* [Stated problem a] In the page on turning Åäö into Aao, which Unicode function is said to make it easy to transform unwanted characters into allowed ones?

* [Passage to read]
——————————

C# Code: How to transform Åäö to Aao

I have extended the Friendly Url Rewriter in one project to rewrite all URL:s following a specific pattern to a search page.

Search Engine Optimization (SEO) with Friendly URL Rewriter

Instead of having to use URL that looks like this:

http://www.example.com/Search.aspx?country=åland?type=hotel

We accept URL:s in a more friendly format and rewrite internally to the format above with parameters:

http://www.example.com/åland-hotel.html

There exists no file with that name on the server instead we recognize the pattern  with a regular exception like this one:

^(?<country>.+)-(?<type>.+)\.html$

Google AdWords does not allow diacritic marks in URLS

image Using letters with accents, rings and umlaut a url is not allowed with Google AdWords so we needed a generic matching algorithm that would both recognize “aland” and “åland” when comparing search parameters.

There is a nice Unicode function, String.Normalize(), that makes it very easy to transform unwanted characters into something allowed.

Fabrice wrote a snippet of code to transform Åäö to Aao that I used:

public static String RemoveDiacritics(string s)
{
    string normalizedString = s.Normalize(NormalizationForm.FormD);
    StringBuilder stringBuilder = new StringBuilder();
    for (int i = 0; i < normalizedString.Length; i++)
    {
        char c = normalizedString[i];
        if (CharUnicodeInfo.GetUnicodeCategory(c) != UnicodeCategory.NonSpacingMark)
            stringBuilder.Append(c);
    }
    return stringBuilder.ToString();
}

——————————

* [Task inputs]
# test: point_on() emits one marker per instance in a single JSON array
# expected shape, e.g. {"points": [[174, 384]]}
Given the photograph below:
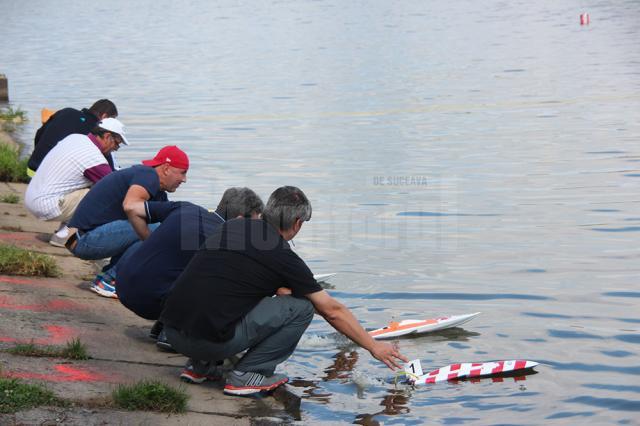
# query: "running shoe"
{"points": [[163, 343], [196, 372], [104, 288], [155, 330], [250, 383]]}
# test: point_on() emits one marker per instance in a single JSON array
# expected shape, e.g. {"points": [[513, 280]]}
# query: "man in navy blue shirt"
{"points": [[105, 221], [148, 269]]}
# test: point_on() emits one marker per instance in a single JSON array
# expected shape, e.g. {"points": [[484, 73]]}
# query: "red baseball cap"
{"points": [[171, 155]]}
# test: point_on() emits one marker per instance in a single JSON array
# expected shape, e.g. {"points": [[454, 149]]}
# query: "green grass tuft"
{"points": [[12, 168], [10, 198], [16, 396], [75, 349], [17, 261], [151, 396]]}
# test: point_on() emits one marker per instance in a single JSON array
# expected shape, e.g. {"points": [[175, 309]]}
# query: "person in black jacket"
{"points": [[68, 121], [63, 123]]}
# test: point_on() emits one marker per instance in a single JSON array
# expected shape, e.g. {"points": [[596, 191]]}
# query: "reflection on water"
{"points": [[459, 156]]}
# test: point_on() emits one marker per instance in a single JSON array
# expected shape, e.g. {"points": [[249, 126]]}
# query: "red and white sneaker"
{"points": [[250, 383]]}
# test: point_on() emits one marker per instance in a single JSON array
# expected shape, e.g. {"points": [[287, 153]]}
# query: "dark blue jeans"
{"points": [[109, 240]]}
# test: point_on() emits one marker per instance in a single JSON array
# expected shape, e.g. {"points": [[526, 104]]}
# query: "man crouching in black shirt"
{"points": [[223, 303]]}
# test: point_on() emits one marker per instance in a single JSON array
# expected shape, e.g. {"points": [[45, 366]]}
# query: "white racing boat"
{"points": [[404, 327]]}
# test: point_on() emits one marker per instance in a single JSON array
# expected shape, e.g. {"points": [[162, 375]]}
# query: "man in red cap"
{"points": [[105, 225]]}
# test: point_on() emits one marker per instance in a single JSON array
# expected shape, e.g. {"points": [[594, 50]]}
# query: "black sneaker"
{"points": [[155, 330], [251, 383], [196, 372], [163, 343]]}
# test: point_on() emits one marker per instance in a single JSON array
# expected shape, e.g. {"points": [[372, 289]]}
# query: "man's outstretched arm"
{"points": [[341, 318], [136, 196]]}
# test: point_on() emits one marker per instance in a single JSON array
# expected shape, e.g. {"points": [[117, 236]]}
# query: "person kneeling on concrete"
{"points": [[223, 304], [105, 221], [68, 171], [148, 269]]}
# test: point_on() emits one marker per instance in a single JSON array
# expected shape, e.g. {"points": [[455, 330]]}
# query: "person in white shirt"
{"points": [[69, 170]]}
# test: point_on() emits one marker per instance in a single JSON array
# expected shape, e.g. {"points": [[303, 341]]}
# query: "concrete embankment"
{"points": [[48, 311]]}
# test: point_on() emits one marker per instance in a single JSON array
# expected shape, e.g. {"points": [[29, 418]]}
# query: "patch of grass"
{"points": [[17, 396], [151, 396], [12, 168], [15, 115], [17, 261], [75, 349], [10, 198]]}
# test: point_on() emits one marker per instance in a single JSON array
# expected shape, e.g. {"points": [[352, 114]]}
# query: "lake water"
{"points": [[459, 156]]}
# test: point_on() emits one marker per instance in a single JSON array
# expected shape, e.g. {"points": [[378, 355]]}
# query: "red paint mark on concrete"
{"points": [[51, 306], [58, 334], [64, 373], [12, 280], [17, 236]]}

——————————

* [Stated problem b] Please pick out every line of the records that contains the word "white", treating uppercase and lowercase as different.

* [Exercise result a] String.Normalize()

* [Exercise result b]
# query: "red and white sneaker"
# query: "white racing boat"
# query: "person in white shirt"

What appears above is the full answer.